*INPUT RECORDS*:
····················
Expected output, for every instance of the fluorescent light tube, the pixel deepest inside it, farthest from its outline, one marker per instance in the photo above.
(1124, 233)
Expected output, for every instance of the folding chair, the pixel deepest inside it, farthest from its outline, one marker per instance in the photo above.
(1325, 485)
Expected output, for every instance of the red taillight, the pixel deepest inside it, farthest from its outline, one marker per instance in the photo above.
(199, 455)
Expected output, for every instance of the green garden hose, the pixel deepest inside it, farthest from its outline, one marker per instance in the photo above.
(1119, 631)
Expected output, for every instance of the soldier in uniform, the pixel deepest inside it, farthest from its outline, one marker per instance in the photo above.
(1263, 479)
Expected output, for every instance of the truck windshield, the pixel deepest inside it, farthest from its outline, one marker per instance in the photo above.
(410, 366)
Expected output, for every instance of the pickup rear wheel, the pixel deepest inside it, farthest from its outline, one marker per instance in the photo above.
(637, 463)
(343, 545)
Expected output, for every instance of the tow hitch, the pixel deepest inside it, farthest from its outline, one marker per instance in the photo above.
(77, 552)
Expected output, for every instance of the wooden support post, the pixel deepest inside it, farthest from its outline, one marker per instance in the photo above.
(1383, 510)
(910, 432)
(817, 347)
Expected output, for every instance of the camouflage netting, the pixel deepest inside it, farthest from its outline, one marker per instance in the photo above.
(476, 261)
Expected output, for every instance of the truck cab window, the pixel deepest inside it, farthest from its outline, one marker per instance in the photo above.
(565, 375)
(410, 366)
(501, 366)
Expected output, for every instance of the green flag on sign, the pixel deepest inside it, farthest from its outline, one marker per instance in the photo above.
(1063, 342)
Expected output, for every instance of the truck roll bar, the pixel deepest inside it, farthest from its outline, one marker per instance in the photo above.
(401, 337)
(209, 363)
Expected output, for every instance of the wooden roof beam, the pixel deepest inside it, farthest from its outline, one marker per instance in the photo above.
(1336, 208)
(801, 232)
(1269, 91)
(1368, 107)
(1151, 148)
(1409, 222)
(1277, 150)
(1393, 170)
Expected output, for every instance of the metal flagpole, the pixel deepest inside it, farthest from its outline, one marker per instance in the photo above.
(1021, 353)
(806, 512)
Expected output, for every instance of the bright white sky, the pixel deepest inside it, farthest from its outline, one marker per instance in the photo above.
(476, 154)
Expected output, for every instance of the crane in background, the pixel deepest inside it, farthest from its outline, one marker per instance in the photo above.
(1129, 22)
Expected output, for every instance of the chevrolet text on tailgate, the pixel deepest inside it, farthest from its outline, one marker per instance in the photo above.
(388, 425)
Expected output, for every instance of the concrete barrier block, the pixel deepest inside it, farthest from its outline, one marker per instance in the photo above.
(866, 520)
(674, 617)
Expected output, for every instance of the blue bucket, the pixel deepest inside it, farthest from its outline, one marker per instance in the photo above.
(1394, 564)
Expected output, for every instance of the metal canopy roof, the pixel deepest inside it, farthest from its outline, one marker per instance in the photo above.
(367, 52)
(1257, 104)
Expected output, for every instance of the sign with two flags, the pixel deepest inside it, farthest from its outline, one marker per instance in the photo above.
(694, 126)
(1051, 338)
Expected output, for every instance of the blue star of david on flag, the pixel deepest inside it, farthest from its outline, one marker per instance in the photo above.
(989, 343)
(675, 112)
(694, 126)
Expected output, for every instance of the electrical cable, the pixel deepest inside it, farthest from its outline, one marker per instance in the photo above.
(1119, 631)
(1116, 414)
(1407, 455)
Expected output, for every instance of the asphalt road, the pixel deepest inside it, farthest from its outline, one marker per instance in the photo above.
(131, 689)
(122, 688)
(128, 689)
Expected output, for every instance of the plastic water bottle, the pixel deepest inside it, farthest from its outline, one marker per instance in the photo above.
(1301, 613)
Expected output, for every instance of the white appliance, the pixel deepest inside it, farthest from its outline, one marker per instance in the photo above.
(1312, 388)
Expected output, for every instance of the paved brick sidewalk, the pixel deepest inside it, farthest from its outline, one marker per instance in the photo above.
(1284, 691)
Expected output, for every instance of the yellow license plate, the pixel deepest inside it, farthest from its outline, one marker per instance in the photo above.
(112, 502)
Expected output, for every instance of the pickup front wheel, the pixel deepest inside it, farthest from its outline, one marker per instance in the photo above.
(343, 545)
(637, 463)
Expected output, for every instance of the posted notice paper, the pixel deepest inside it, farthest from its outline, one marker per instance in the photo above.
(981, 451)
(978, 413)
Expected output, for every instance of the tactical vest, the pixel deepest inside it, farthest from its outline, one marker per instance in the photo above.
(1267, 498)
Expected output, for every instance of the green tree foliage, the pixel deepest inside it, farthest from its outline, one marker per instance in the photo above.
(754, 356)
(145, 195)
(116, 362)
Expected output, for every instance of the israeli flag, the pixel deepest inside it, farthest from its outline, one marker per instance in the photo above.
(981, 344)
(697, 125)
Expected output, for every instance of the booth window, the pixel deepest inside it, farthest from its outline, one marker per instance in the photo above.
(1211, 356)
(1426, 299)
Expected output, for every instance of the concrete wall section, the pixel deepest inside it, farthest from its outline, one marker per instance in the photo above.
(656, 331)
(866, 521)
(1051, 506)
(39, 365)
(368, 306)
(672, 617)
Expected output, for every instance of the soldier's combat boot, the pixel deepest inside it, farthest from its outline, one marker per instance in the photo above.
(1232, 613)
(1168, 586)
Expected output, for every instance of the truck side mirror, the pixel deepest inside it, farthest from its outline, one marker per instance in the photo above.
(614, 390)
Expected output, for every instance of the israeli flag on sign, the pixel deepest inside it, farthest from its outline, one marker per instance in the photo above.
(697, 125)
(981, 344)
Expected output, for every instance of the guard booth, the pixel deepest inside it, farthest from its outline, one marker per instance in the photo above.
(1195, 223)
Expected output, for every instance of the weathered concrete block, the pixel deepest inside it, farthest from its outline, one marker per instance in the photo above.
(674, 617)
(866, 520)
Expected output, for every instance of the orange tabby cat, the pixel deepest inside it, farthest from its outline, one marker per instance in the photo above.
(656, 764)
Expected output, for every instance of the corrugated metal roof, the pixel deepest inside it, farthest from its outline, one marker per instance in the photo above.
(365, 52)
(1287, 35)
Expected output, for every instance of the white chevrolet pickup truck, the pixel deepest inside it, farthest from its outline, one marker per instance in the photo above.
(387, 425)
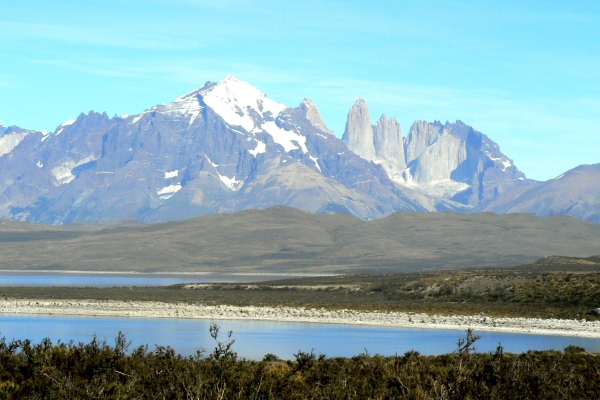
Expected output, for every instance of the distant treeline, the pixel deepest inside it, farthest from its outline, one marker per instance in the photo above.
(100, 371)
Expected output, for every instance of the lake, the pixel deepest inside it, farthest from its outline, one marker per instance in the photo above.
(256, 338)
(81, 279)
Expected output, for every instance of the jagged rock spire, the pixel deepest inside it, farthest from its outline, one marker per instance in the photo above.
(358, 134)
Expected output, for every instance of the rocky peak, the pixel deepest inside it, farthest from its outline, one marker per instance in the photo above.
(310, 111)
(239, 103)
(358, 134)
(389, 144)
(421, 135)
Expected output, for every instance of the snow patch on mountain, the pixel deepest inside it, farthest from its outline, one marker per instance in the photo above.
(171, 174)
(168, 191)
(64, 172)
(285, 138)
(235, 100)
(10, 141)
(260, 148)
(231, 183)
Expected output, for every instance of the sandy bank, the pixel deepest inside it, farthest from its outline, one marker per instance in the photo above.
(151, 309)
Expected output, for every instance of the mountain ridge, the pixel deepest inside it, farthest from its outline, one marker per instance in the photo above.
(227, 147)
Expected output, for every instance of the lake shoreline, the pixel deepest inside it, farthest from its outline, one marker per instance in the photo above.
(153, 309)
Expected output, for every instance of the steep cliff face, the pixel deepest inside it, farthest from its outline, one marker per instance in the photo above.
(450, 161)
(312, 114)
(381, 143)
(224, 147)
(358, 134)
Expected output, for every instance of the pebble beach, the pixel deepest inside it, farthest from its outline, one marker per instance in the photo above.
(152, 309)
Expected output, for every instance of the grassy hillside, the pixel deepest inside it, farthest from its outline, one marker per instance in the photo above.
(283, 239)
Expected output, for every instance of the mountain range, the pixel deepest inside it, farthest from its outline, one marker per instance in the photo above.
(227, 147)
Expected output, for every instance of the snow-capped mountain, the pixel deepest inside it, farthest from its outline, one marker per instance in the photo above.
(227, 147)
(450, 161)
(222, 148)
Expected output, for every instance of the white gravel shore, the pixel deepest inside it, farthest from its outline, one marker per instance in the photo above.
(152, 309)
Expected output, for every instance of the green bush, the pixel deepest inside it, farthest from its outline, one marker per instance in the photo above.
(97, 370)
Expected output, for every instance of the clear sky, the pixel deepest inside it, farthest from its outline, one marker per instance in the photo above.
(526, 73)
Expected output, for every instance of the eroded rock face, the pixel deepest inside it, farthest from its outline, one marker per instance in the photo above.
(224, 147)
(450, 161)
(358, 134)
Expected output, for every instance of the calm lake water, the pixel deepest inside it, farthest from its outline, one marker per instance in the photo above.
(256, 338)
(110, 280)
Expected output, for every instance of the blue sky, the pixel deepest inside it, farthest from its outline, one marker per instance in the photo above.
(527, 74)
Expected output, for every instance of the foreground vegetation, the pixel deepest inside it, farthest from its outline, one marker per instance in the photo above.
(99, 371)
(558, 287)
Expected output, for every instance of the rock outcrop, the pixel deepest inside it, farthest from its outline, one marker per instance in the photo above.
(224, 147)
(450, 161)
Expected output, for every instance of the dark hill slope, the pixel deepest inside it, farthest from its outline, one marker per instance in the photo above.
(283, 239)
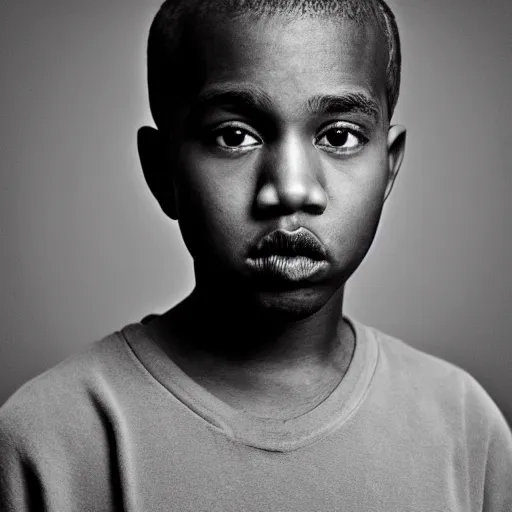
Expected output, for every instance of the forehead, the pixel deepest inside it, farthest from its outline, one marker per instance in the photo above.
(290, 59)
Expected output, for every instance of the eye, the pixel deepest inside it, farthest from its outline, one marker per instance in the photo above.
(341, 139)
(234, 137)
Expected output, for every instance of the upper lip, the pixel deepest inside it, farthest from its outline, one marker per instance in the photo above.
(300, 242)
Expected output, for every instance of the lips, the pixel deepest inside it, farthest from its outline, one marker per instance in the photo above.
(288, 256)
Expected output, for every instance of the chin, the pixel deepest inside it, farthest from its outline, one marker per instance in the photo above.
(291, 305)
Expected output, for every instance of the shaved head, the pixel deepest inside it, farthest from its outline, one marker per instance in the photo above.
(169, 51)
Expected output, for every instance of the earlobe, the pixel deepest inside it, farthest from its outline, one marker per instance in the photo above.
(158, 175)
(396, 150)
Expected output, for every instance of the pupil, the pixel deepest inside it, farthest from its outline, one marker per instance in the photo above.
(337, 137)
(234, 137)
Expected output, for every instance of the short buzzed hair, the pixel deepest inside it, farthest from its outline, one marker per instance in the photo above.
(170, 24)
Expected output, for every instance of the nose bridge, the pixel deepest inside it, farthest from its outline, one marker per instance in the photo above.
(293, 170)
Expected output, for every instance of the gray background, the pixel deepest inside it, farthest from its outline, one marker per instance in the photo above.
(85, 250)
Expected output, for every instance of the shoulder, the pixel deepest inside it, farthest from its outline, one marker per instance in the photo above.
(61, 401)
(440, 387)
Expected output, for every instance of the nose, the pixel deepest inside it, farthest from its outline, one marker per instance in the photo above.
(291, 180)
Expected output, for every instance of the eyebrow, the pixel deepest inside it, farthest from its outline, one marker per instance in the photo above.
(250, 98)
(246, 97)
(345, 104)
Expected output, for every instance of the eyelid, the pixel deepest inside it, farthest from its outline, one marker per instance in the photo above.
(341, 124)
(236, 124)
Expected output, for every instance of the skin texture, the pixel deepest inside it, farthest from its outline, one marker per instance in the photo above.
(231, 174)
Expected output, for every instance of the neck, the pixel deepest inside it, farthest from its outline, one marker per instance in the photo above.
(258, 361)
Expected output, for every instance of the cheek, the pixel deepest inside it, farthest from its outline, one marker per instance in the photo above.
(357, 199)
(212, 205)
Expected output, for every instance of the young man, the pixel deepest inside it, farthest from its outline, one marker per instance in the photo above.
(275, 153)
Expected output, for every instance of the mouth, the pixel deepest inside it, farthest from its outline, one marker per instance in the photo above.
(288, 256)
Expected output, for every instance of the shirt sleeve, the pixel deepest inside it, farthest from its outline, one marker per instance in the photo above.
(498, 471)
(20, 489)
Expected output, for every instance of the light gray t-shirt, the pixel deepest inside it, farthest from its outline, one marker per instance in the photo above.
(120, 427)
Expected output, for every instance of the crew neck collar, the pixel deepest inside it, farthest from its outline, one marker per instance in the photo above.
(263, 433)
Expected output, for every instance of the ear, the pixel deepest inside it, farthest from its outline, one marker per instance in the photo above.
(158, 173)
(396, 150)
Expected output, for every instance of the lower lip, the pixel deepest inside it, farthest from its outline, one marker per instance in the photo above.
(288, 268)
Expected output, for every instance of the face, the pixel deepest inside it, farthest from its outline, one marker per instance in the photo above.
(281, 157)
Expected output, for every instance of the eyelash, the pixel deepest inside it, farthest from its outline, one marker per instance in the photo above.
(349, 129)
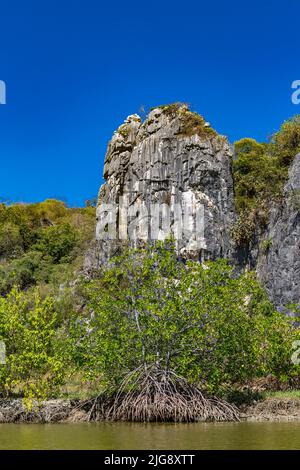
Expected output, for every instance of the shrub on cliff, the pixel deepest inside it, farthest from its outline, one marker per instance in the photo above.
(36, 238)
(260, 172)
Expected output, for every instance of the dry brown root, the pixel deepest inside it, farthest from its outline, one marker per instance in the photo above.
(149, 394)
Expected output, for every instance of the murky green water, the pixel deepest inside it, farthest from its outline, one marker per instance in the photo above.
(151, 436)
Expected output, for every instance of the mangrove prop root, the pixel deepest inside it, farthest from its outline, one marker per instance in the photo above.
(150, 394)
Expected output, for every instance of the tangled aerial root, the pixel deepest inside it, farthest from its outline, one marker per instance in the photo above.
(149, 394)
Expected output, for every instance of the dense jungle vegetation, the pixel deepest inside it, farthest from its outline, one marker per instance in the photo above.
(66, 335)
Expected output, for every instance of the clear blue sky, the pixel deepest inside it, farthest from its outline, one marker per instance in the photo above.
(75, 69)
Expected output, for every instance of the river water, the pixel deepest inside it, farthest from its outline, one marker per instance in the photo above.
(114, 436)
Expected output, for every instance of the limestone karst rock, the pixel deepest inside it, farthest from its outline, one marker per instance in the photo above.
(170, 175)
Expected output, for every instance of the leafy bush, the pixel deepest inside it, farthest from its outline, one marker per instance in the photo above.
····················
*TASK INSTRUCTIONS*: From the listing, copy out word for word the part that opens with the line containing "Expected output, for every instance of the blue star" and closes with the line containing "(1284, 691)". Include both of those lines.

*RESPONSE TO THE TASK*:
Expected output, for every instance of the blue star of david on flag, the pixel deepest inside it, farthest from its outline, one marker per instance in the photo above.
(989, 343)
(675, 112)
(694, 126)
Expected output, for every instance of the electrical cable, the pixel deepest inside it, farthest from its outline, one marker per instance in the photo above.
(1119, 631)
(1116, 414)
(1407, 455)
Expected output, for every instance of the asphalt road, the pixel deepest inside it, farthest from its outline, one marker per instance in the photo above.
(131, 689)
(122, 688)
(128, 689)
Expected output, for every instance of the plastic water bottle, the pixel deepest inside it, farthest from its outline, one marker per instance in the photo above.
(1301, 613)
Expected output, for every instance of the white appliance, the pixel deepest inside it, farthest from its outline, one marker per instance in the photo above.
(1312, 388)
Expected output, for every instance of the paved brick sidewalk, the pixel deepest inside it, farthest from its outline, one marker per instance in the photo above.
(1284, 691)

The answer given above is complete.